WRITTEN INSTRUCTION:
Resize the records from their start through the line containing "65 158 L 63" by writing out every line again, requests included. Multiply each coordinate in the answers by 1.1 and round it to a whole number, with halves rounding up.

MATERIAL FOR THIS EXERCISE:
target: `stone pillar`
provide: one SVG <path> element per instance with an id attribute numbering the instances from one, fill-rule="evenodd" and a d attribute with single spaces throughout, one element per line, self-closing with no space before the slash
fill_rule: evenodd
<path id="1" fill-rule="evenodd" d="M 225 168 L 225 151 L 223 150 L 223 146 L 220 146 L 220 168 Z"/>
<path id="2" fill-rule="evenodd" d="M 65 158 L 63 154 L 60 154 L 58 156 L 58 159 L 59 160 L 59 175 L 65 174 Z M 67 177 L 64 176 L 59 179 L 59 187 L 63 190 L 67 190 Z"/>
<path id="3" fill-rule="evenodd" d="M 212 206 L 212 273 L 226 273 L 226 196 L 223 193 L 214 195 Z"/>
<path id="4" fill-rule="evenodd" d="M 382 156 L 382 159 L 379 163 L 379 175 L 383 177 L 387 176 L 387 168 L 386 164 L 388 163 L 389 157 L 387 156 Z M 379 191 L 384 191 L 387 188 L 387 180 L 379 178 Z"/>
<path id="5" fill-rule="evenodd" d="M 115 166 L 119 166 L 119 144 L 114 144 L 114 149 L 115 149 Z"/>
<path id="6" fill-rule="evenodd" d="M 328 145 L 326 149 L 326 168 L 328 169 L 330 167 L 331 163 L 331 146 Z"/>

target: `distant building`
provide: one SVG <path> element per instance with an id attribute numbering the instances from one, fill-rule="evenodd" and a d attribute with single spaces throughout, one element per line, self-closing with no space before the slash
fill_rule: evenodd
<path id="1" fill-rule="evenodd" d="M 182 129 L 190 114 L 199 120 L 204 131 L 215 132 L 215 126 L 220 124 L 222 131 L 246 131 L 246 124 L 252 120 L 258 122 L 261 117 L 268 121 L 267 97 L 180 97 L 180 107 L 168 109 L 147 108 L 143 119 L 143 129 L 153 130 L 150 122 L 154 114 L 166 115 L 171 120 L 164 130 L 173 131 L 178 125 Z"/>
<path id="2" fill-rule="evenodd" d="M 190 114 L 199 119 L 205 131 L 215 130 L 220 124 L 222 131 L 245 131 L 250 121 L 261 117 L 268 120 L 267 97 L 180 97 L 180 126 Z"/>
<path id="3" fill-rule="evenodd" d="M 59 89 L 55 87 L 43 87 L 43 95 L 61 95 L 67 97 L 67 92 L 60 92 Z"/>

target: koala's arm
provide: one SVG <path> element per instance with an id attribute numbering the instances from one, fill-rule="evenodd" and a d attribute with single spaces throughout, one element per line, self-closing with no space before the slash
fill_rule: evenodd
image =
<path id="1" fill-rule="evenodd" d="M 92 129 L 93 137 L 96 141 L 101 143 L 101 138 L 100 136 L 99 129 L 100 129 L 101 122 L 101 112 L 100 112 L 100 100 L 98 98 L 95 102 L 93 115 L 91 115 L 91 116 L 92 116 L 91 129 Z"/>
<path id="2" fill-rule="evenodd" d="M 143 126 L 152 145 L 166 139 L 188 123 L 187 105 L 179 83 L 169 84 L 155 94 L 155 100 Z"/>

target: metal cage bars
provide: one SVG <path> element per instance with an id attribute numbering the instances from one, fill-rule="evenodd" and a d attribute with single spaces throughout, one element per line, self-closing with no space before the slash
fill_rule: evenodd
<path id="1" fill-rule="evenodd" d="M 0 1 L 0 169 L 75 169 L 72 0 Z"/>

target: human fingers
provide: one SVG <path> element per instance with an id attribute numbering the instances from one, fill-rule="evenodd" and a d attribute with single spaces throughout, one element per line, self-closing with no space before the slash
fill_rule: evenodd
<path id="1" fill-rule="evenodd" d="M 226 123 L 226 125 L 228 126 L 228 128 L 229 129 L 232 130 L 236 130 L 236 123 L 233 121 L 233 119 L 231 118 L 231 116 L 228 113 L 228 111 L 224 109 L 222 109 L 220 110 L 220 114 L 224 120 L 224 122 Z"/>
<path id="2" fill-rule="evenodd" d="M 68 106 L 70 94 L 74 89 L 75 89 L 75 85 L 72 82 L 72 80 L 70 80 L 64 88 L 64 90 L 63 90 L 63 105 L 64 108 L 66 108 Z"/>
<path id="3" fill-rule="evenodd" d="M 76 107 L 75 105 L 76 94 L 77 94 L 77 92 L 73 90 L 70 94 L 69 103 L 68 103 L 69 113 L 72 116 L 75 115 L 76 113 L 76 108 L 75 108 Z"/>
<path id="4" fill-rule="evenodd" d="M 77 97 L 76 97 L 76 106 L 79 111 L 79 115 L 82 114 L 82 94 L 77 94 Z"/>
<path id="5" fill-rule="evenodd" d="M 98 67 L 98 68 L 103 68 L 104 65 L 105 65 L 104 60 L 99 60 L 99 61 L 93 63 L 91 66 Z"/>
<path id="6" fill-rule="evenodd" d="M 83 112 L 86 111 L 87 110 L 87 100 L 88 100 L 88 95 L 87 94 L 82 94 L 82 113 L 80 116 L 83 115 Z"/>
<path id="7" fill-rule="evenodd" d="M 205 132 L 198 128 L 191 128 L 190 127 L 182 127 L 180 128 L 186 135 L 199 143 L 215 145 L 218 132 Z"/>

CORRECT RESPONSE:
target: `stone pillar`
provide: one SVG <path> element per instance with an id attribute numbering the instances from one, fill-rule="evenodd" and a d attribute with single spaces throughout, one element per line, self-closing with no space before the slash
fill_rule: evenodd
<path id="1" fill-rule="evenodd" d="M 248 185 L 248 166 L 245 165 L 245 161 L 242 161 L 242 185 Z"/>
<path id="2" fill-rule="evenodd" d="M 72 174 L 69 169 L 66 169 L 64 172 L 64 175 L 65 176 L 65 193 L 72 191 Z M 74 195 L 70 194 L 65 197 L 65 206 L 69 209 L 74 209 Z"/>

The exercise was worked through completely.